[EXCERTO DO TEXTO]
Há que aceitar a radicalidade desta crítica para entender as suas consequências.

Contrariamente ao logos (isto é, a uma representação de algo supremo que se chama “a Verdade” e cuja essência se reduz ao “dizer” – ou a imediata presença da vista e da voz), a prática que é, em tudo, estranha ao logos, não é a Verdade e não se reduz, não se realiza, no Dizer ou no Ver.

A prática é um processo de transformação submetido sempre às suas próprias condições de existência, e que produz, não a Verdade, mas “Verdades” (ou a Verdade, digamos, dos resultados ou dos conhecimentos, toda ela no interior do campo das suas próprias condições de existência).

E se a prática tem agentes, não tem, contudo, um sujeito como origem transcendental ou ontológica do seu objetivo, do seu projeto, nem tem fim como verdade do seu processo. É um processo sem sujeito nem fim.

[DADOS APRESENTADOS]

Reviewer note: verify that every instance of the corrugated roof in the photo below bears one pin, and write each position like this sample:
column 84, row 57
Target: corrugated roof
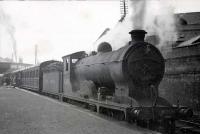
column 193, row 41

[TAREFAS DO EXERCÍCIO]
**1)** No texto sobre a prática, o que a prática produz em lugar da Verdade?
**2)** Prossiga o texto sobre a prática a partir da última frase apresentada.

[LISTA DE RESPOSTAS]
**1)** Produz "Verdades", ou seja, a Verdade dos resultados ou dos conhecimentos, toda ela no interior do campo das suas próprias condições de existência.

**2)**
Se aceitarmos o termo Verdade no sentido filosófico, de Platão a Hegel, e se o confrontarmos com a prática, processo sem sujeito nem fim, segundo Marx, temos de afirmar que não há verdade da prática. Não constitui, portanto, problema atribuir-se à prática, momentaneamente, o papel da Verdade, do fundamento, da origem, numa nova filosofia, que seria uma filosofia da práxis (se cito esta expressão não é contra Gramsci, que nunca teve isto em conta). A prática não é um substituto da Verdade para uma filosofia imutável; pelo contrário, é aquilo que faz caminhar a filosofia. A prática é aquilo que a filosofia em toda a sua história, quer seja sob a forma da causa errante da matéria ou da luta de classes, jamais pôde assumir. A prática é aquela outra coisa, a partir da qual não só se pode fazer caminhar a filosofia, mas, mais ainda, aquilo graças ao qual se pode começar a ver claro no interior da filosofia.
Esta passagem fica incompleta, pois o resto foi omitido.